## begin Extract

Before all TiFlash nodes in the cluster stop running, if not all tables replicated to TiFlash are canceled, you need to manually clean up the replication rules in PD, or the TiFlash node cannot be taken down successfully.

The steps to manually clean up the replication rules in PD are below:

  1. View all data replication rules related to TiFlash in the current PD instance:

    {{< copyable "shell-regular" >}}

    curl http://<pd_ip>:<pd_port>/pd/api/v1/config/rules/group/tiflash
    [
      {
        "group_id": "tiflash",
        "id": "table-45-r",
        "override": true,
        "start_key": "7480000000000000FF2D5F720000000000FA",
        "end_key": "7480000000000000FF2E00000000000000F8",
        "role": "learner",
        "count": 1,
        "label_constraints": [
          {
            "key": "engine",
            "op": "in",
            "values": [
              "tiflash"

## end Extract
## begin Recorded data

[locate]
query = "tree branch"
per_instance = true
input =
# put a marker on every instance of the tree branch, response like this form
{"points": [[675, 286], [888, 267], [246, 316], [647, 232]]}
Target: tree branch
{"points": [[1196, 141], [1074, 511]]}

## end Recorded data

▸ **Task set**:
A) In the passage on TiFlash replication rules, swap "taken down" for "removed" and write out everything from "Before all TiFlash" down to "taken down successfully.".
B) Please continue the passage on TiFlash replication rules from the point where it stops.
The entries were taken from a different source.

▸ **Responses in order**:
A)
Before all TiFlash nodes in the cluster stop running, if not all tables replicated to TiFlash are canceled, you need to manually clean up the replication rules in PD, or the TiFlash node cannot be removed successfully.

B)
            ]
          }
        ]
      }
    ]
    
  2. Remove all data replication rules related to TiFlash. Take the rule whose id is table-45-r as an example. Delete it by the following command:

    {{< copyable "shell-regular" >}}

    curl -v -X DELETE http://<pd_ip>:<pd_port>/pd/api/v1/config/rule/tiflash/table-45-r

Scale in a TiCDC cluster

If you want to remove the TiCDC node from the 10.0.1.4 host, take the following steps:

  1. Take the node offline:

    {{< copyable "shell-regular" >}}

    tiup cluster scale-in <cluster-name> --node 10.0.1.4:8300
  2. View the cluster status:

    {{< copyable "shell-regular" >}}

    tiup cluster display <cluster-name>

    Access the monitoring platform at http://10.0.1.5:3000 using your browser, and view the status of the cluster.

The current topology is as follows:

Host IP Service
10.0.1.3 TiDB + TiFlash + TiCDC
10.0.1.4 TiDB + PD + (TiCDC is deleted)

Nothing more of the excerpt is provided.